• _INSTRUCTIONS TO FOLLOW_
Here the requirement is to repeat every record exactly, in full.

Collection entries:
┄┄┄┄┄┄

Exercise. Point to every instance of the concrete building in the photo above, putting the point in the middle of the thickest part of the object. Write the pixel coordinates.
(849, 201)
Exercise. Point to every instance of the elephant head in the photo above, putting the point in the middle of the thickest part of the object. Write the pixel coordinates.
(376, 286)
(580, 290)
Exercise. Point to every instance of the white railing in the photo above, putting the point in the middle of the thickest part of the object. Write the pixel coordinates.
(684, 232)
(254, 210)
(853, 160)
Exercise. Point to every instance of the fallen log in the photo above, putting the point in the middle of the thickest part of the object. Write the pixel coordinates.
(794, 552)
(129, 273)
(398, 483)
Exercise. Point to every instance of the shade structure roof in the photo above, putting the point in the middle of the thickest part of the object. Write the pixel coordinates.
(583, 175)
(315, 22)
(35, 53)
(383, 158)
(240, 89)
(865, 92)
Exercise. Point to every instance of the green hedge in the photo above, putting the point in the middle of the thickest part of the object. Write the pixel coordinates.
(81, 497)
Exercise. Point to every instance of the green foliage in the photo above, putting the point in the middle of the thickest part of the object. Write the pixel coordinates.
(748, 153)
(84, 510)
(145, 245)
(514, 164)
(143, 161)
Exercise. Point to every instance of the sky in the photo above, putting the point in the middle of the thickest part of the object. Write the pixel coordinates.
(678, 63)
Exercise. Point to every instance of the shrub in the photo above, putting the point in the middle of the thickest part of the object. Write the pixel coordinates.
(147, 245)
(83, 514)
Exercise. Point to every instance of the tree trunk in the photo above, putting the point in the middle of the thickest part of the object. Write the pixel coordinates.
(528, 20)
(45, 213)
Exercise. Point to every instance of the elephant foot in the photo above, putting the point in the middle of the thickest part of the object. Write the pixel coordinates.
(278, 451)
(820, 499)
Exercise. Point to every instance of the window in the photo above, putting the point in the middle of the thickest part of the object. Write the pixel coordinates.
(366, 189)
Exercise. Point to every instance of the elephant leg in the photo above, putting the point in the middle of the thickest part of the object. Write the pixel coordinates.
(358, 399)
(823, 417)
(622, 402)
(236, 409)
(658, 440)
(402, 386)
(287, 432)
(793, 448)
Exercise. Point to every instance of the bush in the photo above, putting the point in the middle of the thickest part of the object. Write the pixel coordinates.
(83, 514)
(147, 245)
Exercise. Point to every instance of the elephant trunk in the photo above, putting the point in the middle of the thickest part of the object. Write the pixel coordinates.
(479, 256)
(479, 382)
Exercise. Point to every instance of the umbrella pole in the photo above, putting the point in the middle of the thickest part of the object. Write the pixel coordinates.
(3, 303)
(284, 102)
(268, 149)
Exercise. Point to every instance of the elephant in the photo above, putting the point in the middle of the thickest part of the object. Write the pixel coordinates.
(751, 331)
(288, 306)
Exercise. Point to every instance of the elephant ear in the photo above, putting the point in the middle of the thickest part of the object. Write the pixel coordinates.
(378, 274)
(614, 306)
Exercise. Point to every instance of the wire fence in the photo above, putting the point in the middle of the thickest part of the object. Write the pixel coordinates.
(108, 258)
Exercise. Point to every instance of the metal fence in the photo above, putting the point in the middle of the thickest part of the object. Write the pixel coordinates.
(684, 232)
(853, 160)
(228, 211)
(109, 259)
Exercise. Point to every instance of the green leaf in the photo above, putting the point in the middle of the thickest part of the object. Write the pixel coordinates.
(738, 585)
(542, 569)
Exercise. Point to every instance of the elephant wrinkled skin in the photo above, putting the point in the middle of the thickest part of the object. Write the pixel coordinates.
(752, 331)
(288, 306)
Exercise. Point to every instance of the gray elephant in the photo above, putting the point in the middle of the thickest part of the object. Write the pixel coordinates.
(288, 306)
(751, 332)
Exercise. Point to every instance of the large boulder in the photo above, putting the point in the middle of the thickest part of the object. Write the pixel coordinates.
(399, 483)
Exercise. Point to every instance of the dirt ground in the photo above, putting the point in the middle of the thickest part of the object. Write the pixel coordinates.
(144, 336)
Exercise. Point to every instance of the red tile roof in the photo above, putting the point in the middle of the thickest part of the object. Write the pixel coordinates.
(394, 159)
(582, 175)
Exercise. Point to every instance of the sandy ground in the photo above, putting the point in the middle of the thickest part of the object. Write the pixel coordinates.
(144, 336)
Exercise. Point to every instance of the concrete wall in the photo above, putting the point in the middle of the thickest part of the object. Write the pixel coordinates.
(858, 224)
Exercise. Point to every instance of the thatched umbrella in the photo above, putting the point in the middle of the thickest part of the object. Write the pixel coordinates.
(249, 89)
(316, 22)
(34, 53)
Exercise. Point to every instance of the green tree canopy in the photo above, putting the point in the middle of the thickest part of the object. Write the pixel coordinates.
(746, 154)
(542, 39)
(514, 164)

┄┄┄┄┄┄

• _RESPONSE TO THE EXERCISE_
Exercise. Point to every instance of the concrete building in the photo above, putting the point in the middle of the thickest part of the object. Write the pixel coordinates.
(849, 201)
Exercise. Point to every instance of the elephant head in the photo above, putting the point in the middle of the thickest part of the object. Write the pixel coordinates.
(376, 286)
(580, 290)
Exercise. Point to every instance of the white railing in the photo above, putting the point in the middle of the thickest part of the object. Write the pixel coordinates.
(684, 232)
(254, 210)
(853, 160)
Exercise. Point to every instance of the fallen log in the photo above, putting the point in the middle of the thickest part of the object. Write the pixel coordinates.
(794, 552)
(129, 273)
(398, 483)
Exercise. Point to every instance of the shade structure roof in the photo above, putting the point in the middle of the thickest part of the object. Write the pixel coordinates.
(583, 175)
(315, 22)
(35, 53)
(383, 158)
(240, 89)
(865, 92)
Exercise. Point to every instance of the green hedge in the photo above, putting the point in the middle of the thickest part of the object. Write the pixel coordinates.
(81, 497)
Exercise. Point to every instance of the green foliage in the photo above, putting the point in the middle of the thickest part of the object. Write the pixel coordinates.
(748, 153)
(84, 510)
(145, 245)
(514, 164)
(143, 161)
Exercise. Point to every instance of the sky in the photo above, putting the point in the middle of the thickest part of the object. Write the pixel coordinates.
(678, 63)
Exercise. Point to every instance of the shrub in the photo above, putting the point in the middle of the thickest part of the object. Write the pixel coordinates.
(147, 245)
(83, 514)
Exercise. Point to every instance of the tree trunk in the photo above, putting the point in the middle of the thickest part of the object. Write the pixel coordinates.
(528, 20)
(45, 213)
Exercise. Point to every instance of the elephant foot in the photo above, putting the point in the middle of the thickest part of the object. Write the pixel coordinates.
(278, 451)
(820, 499)
Exercise. Point to every instance of the window in the photo above, putting the point in the middle of the thickest part of the object. Write the pixel coordinates.
(366, 189)
Exercise. Point to every instance of the elephant leg in the photo above, putting the point in the middle of the thickest part of the object. Write the pixel coordinates.
(358, 399)
(823, 417)
(622, 402)
(236, 409)
(658, 440)
(402, 386)
(287, 432)
(793, 448)
Exercise. Point to every instance of the bush in the photo above, putting the point in the middle of the thickest part of the object. Write the pixel coordinates.
(83, 514)
(147, 245)
Exercise. Point to every instance of the elephant trunk in the photo above, putting the point in the middle of the thickest part of the object. Write the pixel coordinates.
(479, 256)
(479, 382)
Exercise. Point to every instance of the umbrella pole in the photo above, putting the point in the middle of the thickest part of the object. Write the pixel coordinates.
(3, 303)
(284, 102)
(268, 149)
Exercise. Point to every instance of the elephant in the photo above, putting the point in the middle of the thickest part of the object. Write the pixel coordinates.
(751, 331)
(288, 306)
Exercise. Point to every instance of the elephant ear in the photo above, putting the point in the middle of the thickest part of the object. Write the pixel coordinates.
(378, 274)
(614, 306)
Exercise. Point to every instance of the wire fence in the photo above, putting the point in the middle of the thickest part of the object. Write the pixel coordinates.
(108, 258)
Exercise. Point to every instance of the metal fence in the photo above, putting the point in the middle of the thickest part of the object. Write the pixel coordinates.
(684, 232)
(853, 160)
(228, 211)
(109, 259)
Exercise. Point to every instance of the green leaf in the photo above, putting the point in the middle of the thickest part of the object. Write the pixel coordinates.
(738, 585)
(542, 569)
Exercise. Point to every instance of the elephant wrinkled skin in the photo above, putting the point in the middle of the thickest part of the object. Write the pixel coordinates.
(752, 331)
(288, 306)
Exercise. Point to every instance of the gray elephant in the photo above, putting the point in the middle of the thickest part of the object. Write the pixel coordinates.
(288, 306)
(751, 332)
Exercise. Point to every instance of the large boulder in the photo above, putting the point in the middle of the thickest part of the object. Write the pixel coordinates.
(399, 483)
Exercise. Point to every instance of the dirt ground in the photo above, putting the point in the middle of the thickest part of the object. Write the pixel coordinates.
(144, 336)
Exercise. Point to every instance of the red tile roof in the photo above, putting the point in the middle of the thickest part of the object. Write the pixel coordinates.
(394, 159)
(582, 175)
Exercise. Point to every instance of the sandy ground in the photo above, putting the point in the middle of the thickest part of the object. Write the pixel coordinates.
(144, 336)
Exercise. Point to every instance of the concrete wall in the photo above, putting the point in the middle of the thickest part of the object. Write the pixel coordinates.
(858, 224)
Exercise. Point to every instance of the thatched umbrella in the photo above, putting the point in the middle of the thickest part of the object. Write the pixel coordinates.
(249, 89)
(316, 22)
(34, 53)
Exercise. Point to every instance of the green tree canopy in the photo above, putting the point in the middle of the thickest part of the object. Write the pixel coordinates.
(746, 154)
(542, 39)
(514, 164)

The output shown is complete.